Apresente como uma lista JSON de strings as linhas dos itens que vão da linha que contém "Task: for every instance of the bird, drop" até o final dos itens, com as duas extremidades incluídas. Use uma string para cada linha e deixe de fora as linhas em branco.
──────── OS ITENS
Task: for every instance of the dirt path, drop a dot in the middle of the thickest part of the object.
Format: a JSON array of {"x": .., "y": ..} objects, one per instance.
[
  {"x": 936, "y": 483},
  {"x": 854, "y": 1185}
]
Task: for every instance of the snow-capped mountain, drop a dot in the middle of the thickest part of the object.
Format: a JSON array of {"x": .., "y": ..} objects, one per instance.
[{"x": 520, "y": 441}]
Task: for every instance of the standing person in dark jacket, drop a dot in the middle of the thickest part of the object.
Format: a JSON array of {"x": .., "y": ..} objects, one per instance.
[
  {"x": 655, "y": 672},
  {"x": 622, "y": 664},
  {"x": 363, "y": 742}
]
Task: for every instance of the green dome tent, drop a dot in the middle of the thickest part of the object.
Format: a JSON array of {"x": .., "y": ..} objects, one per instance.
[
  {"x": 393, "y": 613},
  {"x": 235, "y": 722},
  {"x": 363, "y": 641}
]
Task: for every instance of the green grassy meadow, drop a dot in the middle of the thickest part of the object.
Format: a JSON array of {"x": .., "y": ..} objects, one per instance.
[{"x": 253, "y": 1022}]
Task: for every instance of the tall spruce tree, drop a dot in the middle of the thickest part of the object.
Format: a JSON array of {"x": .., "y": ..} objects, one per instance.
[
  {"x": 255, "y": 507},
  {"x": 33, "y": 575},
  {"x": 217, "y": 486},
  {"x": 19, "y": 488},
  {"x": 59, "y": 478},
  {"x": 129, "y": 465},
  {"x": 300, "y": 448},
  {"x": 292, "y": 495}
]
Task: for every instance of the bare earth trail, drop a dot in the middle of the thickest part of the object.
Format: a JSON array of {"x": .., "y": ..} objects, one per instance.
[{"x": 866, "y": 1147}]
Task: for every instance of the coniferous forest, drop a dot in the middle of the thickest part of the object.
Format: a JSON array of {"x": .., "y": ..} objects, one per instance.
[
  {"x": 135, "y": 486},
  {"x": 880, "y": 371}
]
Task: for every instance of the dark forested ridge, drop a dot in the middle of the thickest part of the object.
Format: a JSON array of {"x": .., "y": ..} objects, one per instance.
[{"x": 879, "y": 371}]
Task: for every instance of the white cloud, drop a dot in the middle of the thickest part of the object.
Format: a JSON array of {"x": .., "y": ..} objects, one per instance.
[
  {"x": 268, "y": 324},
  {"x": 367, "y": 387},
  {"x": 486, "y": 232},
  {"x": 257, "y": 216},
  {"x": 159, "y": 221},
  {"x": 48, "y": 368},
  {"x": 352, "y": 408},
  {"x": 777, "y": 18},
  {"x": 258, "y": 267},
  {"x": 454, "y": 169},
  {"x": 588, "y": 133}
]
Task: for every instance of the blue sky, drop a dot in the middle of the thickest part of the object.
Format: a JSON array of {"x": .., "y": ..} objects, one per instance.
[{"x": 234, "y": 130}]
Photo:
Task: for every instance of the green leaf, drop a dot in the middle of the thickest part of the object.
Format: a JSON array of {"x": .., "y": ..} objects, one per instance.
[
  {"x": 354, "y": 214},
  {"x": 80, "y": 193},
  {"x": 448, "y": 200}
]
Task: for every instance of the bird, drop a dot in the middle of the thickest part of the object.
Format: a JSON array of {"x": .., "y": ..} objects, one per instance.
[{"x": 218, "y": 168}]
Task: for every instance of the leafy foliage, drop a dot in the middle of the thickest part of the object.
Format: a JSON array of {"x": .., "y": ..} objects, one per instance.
────────────────
- _RESPOSTA DA TAREFA_:
[
  "Task: for every instance of the bird, drop a dot in the middle of the thickest part of the object.",
  "Format: a JSON array of {\"x\": .., \"y\": ..} objects, one per instance.",
  "[{\"x\": 218, \"y\": 168}]",
  "Task: for every instance of the leafy foliage, drop a dot in the middle of the thickest part of the object.",
  "Format: a JSON array of {\"x\": .., \"y\": ..} objects, one per instance."
]